(EXTRACTED MATERIAL begins)
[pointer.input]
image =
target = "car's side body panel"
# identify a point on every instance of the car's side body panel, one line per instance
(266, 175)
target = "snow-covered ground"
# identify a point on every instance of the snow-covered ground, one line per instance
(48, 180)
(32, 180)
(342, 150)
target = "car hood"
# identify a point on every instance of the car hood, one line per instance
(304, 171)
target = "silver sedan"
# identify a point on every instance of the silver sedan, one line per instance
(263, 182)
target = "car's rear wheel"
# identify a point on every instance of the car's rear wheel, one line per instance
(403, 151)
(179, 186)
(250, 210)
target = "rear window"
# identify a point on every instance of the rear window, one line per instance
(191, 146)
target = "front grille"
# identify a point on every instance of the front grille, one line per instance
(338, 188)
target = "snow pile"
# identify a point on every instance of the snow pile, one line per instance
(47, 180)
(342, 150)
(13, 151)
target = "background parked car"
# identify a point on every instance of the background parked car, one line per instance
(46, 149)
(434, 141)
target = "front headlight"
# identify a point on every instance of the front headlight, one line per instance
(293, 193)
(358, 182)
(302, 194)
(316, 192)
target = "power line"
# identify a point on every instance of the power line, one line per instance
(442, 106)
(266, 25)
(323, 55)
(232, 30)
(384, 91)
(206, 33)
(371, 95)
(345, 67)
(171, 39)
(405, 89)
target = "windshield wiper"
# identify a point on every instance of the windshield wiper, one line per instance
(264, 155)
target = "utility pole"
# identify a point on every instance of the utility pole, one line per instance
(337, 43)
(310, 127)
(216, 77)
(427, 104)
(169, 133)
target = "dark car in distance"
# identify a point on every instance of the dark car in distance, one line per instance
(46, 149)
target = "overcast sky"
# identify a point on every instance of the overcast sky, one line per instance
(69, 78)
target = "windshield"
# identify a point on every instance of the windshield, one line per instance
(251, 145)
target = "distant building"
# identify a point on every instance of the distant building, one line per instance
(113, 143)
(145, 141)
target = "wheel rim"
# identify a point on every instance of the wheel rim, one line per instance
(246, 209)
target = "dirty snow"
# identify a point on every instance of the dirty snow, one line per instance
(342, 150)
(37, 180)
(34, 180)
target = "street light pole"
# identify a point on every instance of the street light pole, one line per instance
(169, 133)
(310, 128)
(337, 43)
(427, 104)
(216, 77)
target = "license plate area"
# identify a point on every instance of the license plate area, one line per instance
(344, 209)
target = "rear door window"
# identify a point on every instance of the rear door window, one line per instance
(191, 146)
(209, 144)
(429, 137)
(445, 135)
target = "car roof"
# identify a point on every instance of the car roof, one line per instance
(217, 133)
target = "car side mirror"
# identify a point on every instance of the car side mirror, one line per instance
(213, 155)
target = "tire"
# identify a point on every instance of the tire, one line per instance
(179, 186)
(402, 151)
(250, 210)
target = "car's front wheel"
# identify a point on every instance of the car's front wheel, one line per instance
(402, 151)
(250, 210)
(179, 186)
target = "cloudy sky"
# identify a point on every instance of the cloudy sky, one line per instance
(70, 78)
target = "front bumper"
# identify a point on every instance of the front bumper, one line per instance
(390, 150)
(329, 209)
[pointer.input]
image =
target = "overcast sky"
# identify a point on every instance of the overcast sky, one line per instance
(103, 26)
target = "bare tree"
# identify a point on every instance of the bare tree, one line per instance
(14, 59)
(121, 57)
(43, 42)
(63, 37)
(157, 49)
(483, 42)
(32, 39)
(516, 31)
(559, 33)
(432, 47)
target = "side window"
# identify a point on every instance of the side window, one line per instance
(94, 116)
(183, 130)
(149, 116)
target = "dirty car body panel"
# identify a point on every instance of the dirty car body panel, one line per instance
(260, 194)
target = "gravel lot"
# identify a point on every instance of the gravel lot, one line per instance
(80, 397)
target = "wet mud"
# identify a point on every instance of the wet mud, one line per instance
(EXTRACTED MATERIAL ends)
== WORK TO BE COMPLETED ==
Output the data in full, please, exactly as written.

== THE COMPLETED TASK ==
[pointer.input]
image =
target = "car's side body panel"
# identify a point on every instance of the car's side body panel, one line per instance
(266, 175)
target = "snow-covered ground"
# identify a point on every instance of the snow-covered ground, one line per instance
(48, 180)
(32, 180)
(342, 150)
target = "car hood"
# identify a point on every instance of the car hood, one line per instance
(304, 171)
target = "silver sedan"
# identify a point on every instance of the silver sedan, one line per instance
(263, 182)
target = "car's rear wheel"
# identify a point on every instance of the car's rear wheel, one line per instance
(403, 151)
(179, 186)
(250, 210)
target = "rear window"
# identify a point on every instance of the rear window, one line per instance
(191, 146)
target = "front grille"
# identify a point on every instance of the front grille, one line per instance
(338, 188)
target = "snow pile"
# identify a point on every instance of the snow pile, one line per instance
(47, 180)
(342, 150)
(13, 151)
target = "background parked car"
# identify a point on every instance of the background parked car, one line per instance
(46, 149)
(434, 141)
target = "front headlight"
# identify a point on every instance of the front headlight, one line per instance
(293, 193)
(358, 182)
(302, 194)
(316, 192)
target = "power line"
# identify a point on every instance of the power line, one line per instance
(442, 106)
(266, 25)
(323, 55)
(232, 30)
(384, 91)
(206, 33)
(371, 95)
(345, 67)
(171, 39)
(405, 89)
target = "windshield wiper"
# identify a point on every instance of the windshield wiper, one line per instance
(264, 155)
target = "utility pole"
# identify a point on every instance of the utility pole, one line per instance
(337, 43)
(310, 127)
(216, 77)
(427, 104)
(169, 133)
target = "dark car in distance"
# identify a point on every instance of the dark car in distance, one line per instance
(46, 149)
target = "overcast sky"
# identify a point on every instance of the overcast sky, one line per instance
(69, 78)
target = "windshield"
# identify a point on every instance of the windshield, one line per instance
(251, 145)
target = "distant building"
# identify a point on every instance of the distant building, one line per instance
(113, 143)
(145, 141)
target = "wheel rim"
# identify a point on every instance of the wheel rim, one line per instance
(246, 209)
target = "dirty snow"
# identify a point on every instance of the dirty snow, one line per instance
(342, 150)
(37, 180)
(34, 180)
target = "street light pole"
# identify a point on every instance of the street light pole, one line per instance
(169, 133)
(310, 128)
(337, 43)
(427, 104)
(216, 77)
target = "license plate area"
# identify a point on every instance of the license plate area, one line per instance
(344, 209)
target = "rear door window"
# identify a point on every instance of the rear door window, one line per instance
(191, 146)
(209, 144)
(429, 137)
(445, 135)
target = "car roof"
# identify a point on every instance of the car roof, one line per instance
(217, 133)
target = "car side mirror"
# identify a point on every instance of the car side mirror, one line per instance
(213, 155)
target = "tire"
# identify a point on every instance of the tire, one line per instance
(179, 186)
(402, 151)
(250, 210)
target = "car's front wheel"
# identify a point on every instance of the car's front wheel, one line per instance
(402, 151)
(250, 210)
(179, 186)
target = "cloudy sky"
# identify a point on every instance of the cloudy sky, one line per instance
(70, 78)
target = "front bumper"
# identify a point on every instance of the front bumper, one line per instance
(390, 150)
(329, 209)
[pointer.input]
image =
target = "overcast sky"
# identify a point on every instance of the overcast sky, one line per instance
(103, 26)
target = "bare tree"
# identify a point on every instance of the bare tree, one line per instance
(14, 59)
(121, 57)
(43, 42)
(63, 37)
(157, 49)
(483, 42)
(32, 39)
(516, 31)
(559, 33)
(432, 47)
target = "side window"
# identify a point on every instance of the side window, one line per instance
(94, 116)
(183, 130)
(149, 116)
target = "dirty car body panel"
# identify a point on every instance of the dirty car body panel, one line per instance
(260, 194)
target = "gravel lot"
# identify a point on every instance of the gravel lot, one line per instance
(80, 397)
target = "wet mud"
# identify a point on every instance of the wet mud, one line per instance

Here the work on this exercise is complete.